Your instructions: Pull out every line of the material below that contains the string "logo", matching case exactly.
= = = = = = =
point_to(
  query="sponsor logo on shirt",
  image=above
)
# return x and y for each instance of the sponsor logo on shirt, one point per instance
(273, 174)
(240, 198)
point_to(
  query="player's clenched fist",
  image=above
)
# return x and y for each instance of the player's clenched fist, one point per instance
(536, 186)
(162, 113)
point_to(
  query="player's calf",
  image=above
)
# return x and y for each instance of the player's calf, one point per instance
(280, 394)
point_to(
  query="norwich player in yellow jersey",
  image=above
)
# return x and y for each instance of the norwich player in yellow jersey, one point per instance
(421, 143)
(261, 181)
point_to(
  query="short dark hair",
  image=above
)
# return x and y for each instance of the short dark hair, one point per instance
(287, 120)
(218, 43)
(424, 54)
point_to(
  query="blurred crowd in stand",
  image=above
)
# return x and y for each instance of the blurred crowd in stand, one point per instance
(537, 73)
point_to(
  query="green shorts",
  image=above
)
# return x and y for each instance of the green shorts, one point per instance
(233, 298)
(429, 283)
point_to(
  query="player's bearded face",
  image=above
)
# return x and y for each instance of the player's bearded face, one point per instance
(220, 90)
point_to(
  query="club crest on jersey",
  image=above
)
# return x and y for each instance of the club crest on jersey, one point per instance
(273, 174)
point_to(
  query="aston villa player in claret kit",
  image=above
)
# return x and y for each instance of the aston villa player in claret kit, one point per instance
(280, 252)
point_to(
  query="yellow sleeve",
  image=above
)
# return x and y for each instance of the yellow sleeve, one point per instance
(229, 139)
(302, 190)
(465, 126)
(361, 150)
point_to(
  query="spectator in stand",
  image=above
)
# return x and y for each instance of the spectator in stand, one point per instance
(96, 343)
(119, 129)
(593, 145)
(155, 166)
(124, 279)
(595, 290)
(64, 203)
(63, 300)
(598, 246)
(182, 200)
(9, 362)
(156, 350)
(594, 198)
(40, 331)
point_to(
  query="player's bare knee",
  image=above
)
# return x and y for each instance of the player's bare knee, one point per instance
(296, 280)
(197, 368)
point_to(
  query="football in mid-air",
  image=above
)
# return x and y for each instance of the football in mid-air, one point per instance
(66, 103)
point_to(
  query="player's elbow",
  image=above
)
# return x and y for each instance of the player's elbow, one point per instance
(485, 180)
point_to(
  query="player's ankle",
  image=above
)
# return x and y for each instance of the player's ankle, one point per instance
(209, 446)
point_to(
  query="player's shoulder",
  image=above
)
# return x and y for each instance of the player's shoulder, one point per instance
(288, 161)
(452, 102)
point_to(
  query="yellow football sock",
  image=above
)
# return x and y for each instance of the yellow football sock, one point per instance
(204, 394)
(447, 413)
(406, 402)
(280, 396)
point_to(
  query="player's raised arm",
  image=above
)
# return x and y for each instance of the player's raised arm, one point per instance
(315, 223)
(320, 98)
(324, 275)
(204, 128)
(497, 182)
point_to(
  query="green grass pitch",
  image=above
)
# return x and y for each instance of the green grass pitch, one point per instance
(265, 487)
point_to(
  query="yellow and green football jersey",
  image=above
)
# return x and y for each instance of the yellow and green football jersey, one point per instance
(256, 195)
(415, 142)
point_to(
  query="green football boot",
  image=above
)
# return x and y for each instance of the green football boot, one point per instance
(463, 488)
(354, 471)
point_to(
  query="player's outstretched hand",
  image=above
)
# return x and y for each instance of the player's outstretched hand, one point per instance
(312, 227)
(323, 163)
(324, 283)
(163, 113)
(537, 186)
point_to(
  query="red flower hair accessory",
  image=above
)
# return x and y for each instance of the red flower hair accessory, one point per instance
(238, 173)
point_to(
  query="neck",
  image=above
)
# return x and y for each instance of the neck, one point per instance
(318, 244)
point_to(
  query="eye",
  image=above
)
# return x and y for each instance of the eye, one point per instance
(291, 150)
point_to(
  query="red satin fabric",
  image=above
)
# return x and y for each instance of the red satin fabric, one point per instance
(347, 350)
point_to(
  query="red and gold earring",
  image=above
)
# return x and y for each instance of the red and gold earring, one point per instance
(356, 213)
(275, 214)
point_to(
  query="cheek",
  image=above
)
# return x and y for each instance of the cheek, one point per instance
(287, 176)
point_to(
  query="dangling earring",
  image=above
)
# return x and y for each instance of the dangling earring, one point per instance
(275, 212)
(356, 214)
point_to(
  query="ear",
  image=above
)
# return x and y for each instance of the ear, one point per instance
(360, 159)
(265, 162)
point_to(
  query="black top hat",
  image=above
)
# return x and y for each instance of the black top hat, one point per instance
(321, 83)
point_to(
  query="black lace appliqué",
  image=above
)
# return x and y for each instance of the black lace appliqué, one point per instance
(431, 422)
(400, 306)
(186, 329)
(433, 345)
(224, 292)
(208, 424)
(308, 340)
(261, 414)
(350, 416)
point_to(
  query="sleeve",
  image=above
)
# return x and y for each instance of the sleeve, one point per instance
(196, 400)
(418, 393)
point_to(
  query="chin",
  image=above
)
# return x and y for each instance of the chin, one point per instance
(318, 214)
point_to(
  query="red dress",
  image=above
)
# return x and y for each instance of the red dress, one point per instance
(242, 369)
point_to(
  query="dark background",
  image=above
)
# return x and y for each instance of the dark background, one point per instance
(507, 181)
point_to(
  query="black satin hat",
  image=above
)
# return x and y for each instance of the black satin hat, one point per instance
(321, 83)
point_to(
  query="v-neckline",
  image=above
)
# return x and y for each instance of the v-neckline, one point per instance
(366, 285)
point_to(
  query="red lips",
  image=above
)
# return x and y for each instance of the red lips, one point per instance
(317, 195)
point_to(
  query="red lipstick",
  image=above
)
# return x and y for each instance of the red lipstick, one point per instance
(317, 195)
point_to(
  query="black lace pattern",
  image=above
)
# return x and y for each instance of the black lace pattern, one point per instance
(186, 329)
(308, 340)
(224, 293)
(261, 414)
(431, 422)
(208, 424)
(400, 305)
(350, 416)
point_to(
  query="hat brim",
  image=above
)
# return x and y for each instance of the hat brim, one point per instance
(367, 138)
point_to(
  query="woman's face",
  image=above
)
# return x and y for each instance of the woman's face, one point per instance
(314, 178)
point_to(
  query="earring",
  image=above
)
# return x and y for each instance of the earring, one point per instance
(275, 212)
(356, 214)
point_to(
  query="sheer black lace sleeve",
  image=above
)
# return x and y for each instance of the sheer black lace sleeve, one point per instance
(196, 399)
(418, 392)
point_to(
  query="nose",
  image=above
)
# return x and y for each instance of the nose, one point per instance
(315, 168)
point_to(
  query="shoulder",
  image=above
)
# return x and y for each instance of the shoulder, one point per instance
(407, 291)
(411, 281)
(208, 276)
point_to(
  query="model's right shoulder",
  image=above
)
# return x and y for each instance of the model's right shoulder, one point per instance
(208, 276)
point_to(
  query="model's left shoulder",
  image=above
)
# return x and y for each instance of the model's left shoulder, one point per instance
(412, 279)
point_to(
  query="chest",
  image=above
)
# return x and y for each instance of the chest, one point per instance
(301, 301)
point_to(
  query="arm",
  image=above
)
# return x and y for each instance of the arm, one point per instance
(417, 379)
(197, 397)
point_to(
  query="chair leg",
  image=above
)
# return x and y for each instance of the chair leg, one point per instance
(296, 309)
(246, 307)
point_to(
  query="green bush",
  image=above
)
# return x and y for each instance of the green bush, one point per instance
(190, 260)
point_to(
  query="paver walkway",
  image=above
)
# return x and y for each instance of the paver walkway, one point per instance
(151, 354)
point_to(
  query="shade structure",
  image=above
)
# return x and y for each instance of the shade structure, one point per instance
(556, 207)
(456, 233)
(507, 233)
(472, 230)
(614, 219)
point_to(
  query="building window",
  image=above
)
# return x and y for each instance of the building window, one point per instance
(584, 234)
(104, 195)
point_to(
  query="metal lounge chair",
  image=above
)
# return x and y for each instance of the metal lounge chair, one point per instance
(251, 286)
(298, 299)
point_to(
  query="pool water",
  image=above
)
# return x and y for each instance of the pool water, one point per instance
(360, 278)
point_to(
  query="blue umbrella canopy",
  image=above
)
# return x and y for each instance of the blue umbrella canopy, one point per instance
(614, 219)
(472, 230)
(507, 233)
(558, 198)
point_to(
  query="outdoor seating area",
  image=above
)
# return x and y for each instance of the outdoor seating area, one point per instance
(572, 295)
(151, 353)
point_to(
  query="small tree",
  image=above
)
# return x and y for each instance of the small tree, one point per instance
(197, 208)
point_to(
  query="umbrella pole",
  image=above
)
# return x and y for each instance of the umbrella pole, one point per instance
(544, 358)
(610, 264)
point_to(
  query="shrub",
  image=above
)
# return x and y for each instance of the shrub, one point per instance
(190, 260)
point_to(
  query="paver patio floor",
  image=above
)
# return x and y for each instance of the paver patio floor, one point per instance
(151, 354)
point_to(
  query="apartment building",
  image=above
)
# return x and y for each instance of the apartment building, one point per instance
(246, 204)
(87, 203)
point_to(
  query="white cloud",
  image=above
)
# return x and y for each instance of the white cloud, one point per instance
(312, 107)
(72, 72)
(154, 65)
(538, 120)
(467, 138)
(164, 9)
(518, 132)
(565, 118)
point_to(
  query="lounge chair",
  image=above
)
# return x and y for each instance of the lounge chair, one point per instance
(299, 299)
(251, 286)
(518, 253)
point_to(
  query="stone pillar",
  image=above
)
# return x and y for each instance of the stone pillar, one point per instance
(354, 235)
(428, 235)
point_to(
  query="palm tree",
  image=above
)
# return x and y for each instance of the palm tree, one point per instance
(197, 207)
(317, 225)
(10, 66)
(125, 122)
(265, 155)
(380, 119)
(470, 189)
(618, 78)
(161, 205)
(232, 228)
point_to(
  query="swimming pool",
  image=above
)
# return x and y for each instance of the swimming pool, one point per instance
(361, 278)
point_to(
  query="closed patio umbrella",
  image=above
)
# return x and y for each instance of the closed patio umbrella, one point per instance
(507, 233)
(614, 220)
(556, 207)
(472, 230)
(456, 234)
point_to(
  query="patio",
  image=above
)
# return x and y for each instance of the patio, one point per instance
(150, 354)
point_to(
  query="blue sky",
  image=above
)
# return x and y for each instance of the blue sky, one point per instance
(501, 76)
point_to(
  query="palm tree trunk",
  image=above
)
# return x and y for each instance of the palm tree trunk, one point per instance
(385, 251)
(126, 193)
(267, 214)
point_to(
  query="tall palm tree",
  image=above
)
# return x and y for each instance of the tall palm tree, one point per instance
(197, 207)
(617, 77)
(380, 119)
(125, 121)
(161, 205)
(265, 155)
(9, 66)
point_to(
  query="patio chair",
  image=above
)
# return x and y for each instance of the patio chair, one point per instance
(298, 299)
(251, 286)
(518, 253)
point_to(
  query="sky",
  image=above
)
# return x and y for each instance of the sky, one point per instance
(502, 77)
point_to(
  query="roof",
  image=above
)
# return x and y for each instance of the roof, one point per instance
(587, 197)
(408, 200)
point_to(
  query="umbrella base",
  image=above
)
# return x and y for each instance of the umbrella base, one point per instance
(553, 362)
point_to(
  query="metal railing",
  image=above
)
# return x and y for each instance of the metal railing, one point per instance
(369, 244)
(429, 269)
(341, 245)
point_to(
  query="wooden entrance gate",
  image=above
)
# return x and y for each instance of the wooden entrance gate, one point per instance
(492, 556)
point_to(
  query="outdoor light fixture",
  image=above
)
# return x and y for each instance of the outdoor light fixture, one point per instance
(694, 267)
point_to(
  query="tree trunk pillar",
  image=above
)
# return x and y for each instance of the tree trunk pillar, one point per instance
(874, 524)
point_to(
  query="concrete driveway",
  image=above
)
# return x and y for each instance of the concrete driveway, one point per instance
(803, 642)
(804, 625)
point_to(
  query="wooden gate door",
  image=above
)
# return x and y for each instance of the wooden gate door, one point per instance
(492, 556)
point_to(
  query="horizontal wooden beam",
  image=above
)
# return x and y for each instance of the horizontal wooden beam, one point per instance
= = = = = = =
The result:
  query="sponsor logo on shirt",
# return x and y for each instance of the sponsor logo on shirt, one point per instance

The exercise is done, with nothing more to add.